Task details. Using the listing below, extract each line that has the word "visible" in it.
↓
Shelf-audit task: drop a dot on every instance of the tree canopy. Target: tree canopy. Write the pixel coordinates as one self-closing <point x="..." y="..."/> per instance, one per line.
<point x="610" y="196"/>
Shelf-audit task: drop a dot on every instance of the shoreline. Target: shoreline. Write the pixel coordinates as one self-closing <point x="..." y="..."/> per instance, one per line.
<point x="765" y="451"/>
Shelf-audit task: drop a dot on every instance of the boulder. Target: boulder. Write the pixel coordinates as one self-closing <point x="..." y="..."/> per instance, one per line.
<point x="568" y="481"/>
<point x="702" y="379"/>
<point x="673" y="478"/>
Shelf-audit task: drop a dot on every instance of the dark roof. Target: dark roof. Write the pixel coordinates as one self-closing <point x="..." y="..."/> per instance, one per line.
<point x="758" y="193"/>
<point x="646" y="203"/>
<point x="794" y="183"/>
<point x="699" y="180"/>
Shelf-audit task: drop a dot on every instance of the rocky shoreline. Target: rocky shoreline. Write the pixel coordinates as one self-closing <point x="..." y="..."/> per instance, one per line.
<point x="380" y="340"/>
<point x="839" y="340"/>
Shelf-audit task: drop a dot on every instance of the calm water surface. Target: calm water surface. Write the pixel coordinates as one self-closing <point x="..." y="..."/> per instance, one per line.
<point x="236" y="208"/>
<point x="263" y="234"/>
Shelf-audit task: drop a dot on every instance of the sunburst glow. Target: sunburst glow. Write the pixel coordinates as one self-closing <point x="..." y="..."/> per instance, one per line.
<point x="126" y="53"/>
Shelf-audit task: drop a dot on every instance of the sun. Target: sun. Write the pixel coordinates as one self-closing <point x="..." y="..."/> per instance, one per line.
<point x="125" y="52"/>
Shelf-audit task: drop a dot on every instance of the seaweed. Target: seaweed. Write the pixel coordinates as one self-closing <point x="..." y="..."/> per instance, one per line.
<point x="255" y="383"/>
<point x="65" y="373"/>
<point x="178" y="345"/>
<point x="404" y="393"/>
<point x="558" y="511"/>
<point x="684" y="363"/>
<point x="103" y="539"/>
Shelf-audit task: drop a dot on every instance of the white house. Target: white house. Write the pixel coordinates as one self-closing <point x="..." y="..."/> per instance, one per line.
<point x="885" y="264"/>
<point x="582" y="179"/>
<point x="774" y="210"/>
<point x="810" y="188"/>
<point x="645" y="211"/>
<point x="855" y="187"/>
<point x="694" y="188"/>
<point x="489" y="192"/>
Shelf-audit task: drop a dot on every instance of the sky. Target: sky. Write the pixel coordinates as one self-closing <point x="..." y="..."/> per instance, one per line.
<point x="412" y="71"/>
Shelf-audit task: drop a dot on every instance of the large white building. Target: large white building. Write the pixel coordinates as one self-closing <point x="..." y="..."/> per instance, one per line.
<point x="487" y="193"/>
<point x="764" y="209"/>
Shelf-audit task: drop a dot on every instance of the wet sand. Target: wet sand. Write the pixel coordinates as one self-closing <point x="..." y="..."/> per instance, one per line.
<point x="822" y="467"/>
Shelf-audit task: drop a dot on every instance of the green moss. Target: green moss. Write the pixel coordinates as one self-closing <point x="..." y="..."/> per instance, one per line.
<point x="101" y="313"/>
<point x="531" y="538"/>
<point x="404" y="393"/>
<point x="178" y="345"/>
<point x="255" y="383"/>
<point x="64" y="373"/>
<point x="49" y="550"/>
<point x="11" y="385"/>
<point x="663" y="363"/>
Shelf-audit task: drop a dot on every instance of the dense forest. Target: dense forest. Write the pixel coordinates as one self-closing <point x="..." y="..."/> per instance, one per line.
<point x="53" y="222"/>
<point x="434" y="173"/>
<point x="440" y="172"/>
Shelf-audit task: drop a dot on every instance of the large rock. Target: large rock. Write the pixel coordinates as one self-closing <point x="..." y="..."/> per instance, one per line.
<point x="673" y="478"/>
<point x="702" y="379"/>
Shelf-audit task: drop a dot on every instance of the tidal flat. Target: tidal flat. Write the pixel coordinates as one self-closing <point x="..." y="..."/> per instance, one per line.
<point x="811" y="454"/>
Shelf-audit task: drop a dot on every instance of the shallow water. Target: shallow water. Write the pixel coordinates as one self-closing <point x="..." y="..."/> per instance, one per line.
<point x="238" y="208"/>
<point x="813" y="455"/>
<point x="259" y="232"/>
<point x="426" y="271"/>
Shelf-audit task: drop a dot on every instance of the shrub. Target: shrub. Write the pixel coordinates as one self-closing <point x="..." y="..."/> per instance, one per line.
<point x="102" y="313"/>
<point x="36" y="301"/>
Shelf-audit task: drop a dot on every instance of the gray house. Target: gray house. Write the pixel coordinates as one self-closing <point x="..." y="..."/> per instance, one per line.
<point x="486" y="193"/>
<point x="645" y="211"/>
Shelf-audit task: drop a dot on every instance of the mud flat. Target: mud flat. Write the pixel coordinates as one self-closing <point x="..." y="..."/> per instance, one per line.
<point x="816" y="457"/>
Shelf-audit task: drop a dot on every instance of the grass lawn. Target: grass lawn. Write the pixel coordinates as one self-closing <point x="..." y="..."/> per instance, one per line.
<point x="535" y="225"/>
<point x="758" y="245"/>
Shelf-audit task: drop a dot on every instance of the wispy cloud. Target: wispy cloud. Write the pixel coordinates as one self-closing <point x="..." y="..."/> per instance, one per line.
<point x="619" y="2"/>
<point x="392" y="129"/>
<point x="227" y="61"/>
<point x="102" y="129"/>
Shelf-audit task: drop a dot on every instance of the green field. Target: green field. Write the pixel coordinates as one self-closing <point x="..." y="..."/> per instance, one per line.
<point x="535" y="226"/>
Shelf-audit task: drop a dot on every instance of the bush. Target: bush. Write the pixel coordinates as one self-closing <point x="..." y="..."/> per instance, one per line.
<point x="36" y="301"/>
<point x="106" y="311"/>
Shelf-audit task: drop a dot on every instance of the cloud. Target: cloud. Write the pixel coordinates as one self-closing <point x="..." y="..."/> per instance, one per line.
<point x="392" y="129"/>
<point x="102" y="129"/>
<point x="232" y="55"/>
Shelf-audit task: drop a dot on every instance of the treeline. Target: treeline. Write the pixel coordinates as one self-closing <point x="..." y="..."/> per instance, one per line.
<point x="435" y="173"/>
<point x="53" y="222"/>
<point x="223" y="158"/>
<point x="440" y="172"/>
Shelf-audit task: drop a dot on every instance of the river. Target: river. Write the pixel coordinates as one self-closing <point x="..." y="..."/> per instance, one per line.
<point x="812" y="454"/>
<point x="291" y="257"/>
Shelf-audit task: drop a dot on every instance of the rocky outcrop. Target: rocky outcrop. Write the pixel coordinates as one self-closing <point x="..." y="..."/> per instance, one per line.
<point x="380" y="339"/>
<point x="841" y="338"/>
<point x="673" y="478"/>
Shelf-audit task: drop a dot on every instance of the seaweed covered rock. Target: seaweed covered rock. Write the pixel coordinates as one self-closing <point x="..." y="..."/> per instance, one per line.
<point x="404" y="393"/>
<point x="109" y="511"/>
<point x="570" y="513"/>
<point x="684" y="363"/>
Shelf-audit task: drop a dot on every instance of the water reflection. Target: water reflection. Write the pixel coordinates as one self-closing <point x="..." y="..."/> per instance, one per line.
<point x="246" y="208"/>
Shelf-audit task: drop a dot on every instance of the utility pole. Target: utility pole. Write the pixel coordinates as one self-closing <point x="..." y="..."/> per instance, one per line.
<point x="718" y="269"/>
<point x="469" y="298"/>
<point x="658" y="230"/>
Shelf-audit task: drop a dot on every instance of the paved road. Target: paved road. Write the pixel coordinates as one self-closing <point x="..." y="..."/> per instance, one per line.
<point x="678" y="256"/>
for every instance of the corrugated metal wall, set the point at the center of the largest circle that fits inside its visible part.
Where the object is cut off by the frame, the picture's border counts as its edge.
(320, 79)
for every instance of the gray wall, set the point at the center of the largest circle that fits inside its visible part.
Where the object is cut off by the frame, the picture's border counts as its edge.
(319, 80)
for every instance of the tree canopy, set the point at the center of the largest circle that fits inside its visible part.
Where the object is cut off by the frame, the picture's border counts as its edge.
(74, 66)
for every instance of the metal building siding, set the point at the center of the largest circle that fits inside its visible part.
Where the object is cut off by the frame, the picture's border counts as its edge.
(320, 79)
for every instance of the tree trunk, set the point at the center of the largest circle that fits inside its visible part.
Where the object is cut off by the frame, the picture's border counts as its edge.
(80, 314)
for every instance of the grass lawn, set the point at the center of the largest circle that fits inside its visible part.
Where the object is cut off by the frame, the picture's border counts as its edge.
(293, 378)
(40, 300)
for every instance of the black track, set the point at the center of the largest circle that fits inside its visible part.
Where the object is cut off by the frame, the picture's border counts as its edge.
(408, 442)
↑
Solution.
for every instance of the corrugated metal wall, set the point at the center of the largest circle that fits inside its visible part.
for every instance of the gray wall, set the point at the center of the largest circle that fits inside its visible part.
for every instance of the tree canopy, set the point at the center of the largest circle that fits inside its visible part.
for every instance of the metal building siding, set the point at the center of the largest circle that fits inside its visible part.
for every instance of the tree trunk, set the point at the center of the largest circle that fits inside its visible part.
for every instance of the grass lawn, set the point at the center of the largest circle that fits inside its visible part.
for every instance of the black track, set the point at the center of the largest circle that fits inside its visible part.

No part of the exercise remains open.